Point localization data:

—————

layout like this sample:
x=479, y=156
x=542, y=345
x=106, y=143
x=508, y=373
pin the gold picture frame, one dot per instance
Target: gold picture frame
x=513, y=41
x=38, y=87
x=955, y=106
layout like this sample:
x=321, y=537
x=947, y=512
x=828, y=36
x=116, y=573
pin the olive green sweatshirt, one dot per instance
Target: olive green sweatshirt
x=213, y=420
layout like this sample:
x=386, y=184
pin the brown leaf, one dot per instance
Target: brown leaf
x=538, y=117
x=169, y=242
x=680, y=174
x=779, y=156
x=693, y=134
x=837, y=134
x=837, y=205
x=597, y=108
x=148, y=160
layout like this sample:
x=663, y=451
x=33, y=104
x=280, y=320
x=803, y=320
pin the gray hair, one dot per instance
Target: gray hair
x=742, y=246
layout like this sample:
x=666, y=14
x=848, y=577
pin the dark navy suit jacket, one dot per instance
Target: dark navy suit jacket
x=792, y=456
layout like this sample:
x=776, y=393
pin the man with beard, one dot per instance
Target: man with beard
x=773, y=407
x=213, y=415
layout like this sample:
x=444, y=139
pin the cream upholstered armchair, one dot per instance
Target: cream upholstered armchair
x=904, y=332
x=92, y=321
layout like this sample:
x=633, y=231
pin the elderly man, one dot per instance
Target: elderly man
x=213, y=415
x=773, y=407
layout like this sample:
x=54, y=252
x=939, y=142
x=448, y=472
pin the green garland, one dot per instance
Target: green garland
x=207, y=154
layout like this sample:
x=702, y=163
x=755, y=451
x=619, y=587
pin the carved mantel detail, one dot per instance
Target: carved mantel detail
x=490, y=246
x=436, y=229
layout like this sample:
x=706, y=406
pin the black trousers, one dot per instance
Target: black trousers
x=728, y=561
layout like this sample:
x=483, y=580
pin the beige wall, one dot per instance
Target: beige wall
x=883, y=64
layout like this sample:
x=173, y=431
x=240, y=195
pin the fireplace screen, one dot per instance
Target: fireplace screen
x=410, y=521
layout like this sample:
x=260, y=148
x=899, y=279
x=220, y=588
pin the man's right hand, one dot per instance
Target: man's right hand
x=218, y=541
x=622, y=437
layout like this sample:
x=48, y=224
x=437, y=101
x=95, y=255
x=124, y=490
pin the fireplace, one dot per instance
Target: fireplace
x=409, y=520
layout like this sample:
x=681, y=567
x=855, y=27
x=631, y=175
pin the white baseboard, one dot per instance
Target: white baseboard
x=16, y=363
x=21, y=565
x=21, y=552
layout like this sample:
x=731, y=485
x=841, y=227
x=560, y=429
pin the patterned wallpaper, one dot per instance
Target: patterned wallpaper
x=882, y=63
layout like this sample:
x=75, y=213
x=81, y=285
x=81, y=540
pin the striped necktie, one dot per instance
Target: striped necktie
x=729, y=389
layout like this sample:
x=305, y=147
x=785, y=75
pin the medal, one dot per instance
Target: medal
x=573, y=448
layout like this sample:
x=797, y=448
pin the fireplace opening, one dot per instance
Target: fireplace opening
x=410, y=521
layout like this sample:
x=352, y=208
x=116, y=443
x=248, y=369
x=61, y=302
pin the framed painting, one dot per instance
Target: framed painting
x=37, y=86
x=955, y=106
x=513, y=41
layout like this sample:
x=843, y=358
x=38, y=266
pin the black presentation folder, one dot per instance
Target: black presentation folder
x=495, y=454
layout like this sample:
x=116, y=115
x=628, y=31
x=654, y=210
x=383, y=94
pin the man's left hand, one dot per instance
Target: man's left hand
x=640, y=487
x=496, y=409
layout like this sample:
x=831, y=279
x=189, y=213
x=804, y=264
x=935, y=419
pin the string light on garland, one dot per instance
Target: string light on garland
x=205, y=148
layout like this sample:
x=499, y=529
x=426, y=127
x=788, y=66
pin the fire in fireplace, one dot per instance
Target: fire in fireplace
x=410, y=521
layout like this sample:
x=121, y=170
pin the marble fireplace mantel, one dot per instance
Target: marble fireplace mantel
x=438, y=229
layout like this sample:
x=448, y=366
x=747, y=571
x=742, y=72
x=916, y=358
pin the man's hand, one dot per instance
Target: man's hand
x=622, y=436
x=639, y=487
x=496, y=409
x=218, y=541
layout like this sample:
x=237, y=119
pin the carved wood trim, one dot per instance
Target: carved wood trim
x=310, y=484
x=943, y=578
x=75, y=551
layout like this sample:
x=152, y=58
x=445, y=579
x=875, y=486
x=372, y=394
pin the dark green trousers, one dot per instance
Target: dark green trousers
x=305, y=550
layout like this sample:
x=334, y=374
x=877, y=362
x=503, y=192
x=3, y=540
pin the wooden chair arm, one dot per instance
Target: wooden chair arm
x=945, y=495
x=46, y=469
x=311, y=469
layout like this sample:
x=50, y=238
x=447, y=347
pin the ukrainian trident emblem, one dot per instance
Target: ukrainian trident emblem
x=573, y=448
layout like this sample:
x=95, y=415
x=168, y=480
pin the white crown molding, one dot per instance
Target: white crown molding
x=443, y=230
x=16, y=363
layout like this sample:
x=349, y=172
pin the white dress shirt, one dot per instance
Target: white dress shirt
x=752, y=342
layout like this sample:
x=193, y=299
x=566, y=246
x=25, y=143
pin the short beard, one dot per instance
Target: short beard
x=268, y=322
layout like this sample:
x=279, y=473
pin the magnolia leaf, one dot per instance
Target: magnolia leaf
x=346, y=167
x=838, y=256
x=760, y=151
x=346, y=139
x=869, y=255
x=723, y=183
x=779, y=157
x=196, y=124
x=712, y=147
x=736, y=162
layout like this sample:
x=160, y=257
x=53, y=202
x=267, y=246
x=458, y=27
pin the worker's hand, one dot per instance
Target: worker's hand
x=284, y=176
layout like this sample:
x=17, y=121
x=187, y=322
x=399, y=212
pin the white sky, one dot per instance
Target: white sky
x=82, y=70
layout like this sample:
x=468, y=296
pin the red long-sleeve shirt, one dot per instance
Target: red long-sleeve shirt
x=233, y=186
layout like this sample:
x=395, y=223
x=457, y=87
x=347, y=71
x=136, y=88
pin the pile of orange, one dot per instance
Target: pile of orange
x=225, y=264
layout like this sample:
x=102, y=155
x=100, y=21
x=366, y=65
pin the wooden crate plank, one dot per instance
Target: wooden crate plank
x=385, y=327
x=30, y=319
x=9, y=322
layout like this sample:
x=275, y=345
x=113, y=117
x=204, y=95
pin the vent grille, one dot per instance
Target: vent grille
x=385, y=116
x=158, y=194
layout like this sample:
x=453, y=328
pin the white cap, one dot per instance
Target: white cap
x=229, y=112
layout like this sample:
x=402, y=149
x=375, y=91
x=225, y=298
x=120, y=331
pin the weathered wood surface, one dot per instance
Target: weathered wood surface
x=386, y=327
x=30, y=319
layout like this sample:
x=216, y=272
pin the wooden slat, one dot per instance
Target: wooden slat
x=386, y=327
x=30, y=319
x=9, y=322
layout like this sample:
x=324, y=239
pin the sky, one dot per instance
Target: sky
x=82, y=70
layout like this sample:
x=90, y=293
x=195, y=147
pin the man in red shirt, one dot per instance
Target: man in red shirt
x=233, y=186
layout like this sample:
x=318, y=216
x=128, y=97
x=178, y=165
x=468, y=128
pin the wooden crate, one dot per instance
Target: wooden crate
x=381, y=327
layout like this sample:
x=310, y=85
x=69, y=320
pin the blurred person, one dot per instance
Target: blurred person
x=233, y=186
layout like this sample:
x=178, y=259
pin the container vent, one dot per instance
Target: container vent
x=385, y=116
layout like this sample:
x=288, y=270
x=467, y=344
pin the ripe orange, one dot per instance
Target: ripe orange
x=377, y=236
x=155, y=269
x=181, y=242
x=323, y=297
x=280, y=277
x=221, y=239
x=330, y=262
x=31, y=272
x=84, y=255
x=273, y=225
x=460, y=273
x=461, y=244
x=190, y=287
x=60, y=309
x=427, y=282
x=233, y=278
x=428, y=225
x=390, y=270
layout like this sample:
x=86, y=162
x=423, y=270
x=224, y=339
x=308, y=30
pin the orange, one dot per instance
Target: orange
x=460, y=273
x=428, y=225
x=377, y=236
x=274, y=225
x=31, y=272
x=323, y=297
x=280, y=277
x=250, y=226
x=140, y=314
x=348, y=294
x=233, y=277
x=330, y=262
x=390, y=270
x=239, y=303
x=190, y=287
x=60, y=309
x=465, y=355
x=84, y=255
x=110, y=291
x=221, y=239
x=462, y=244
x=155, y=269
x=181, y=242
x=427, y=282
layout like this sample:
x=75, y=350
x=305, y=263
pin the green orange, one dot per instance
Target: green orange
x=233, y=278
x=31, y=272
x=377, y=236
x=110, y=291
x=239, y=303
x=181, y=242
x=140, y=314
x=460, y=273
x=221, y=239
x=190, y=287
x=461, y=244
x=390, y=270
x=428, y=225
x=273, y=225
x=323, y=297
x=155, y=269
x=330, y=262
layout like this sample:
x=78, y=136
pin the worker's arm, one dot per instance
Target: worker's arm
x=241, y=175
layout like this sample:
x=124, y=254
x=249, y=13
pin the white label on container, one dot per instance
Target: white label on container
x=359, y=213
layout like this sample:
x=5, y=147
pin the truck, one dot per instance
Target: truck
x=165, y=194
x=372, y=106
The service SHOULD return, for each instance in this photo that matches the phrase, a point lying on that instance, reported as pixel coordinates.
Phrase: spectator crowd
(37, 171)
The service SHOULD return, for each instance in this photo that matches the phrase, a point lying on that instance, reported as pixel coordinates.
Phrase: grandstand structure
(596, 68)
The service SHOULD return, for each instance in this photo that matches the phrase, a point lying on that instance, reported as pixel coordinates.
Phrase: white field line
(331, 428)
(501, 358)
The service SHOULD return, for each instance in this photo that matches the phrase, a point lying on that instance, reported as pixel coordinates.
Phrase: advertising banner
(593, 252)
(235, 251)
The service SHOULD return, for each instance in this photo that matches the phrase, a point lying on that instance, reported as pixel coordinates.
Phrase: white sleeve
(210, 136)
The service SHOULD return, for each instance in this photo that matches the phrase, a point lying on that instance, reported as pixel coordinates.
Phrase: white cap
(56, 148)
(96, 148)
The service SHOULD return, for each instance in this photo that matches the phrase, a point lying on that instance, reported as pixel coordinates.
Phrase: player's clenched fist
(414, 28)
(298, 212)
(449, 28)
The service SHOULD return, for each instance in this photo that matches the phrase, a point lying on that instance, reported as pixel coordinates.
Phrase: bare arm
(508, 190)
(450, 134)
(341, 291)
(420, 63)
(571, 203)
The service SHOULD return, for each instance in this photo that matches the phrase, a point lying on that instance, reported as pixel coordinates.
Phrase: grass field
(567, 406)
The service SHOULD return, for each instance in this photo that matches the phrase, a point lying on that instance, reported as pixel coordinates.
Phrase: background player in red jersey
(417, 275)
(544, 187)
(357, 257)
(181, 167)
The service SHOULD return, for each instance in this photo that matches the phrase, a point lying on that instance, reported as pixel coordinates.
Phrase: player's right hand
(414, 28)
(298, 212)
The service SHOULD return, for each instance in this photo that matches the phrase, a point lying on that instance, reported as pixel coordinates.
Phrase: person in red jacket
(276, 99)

—————

Goal of the exercise » Find the line with "x=310, y=85" in the entries above. Retype it and each line after it, exactly, through the line with "pin the green orange, one dot per instance", and stop there.

Answer to the exercise »
x=310, y=85
x=69, y=320
pin the blurred person, one dot per instance
Target: blurred person
x=233, y=186
layout like this sample:
x=178, y=259
pin the container vent, one dot per instance
Target: container vent
x=385, y=116
layout like this sample:
x=288, y=270
x=467, y=344
pin the ripe orange, one dot per instance
Target: ripe orange
x=377, y=236
x=155, y=269
x=181, y=242
x=323, y=297
x=280, y=277
x=221, y=239
x=330, y=262
x=31, y=272
x=84, y=255
x=273, y=225
x=460, y=273
x=461, y=244
x=190, y=287
x=60, y=309
x=427, y=282
x=233, y=278
x=428, y=225
x=390, y=270
layout like this sample:
x=86, y=162
x=423, y=270
x=224, y=339
x=308, y=30
pin the orange, one dot per instance
Target: orange
x=460, y=273
x=428, y=225
x=377, y=236
x=274, y=225
x=31, y=272
x=323, y=297
x=280, y=277
x=250, y=226
x=140, y=314
x=348, y=294
x=233, y=277
x=330, y=262
x=390, y=270
x=239, y=303
x=190, y=287
x=60, y=309
x=465, y=355
x=84, y=255
x=110, y=291
x=221, y=239
x=462, y=244
x=155, y=269
x=181, y=242
x=427, y=282
layout like this sample:
x=75, y=350
x=305, y=263
pin the green orange, one dot per instance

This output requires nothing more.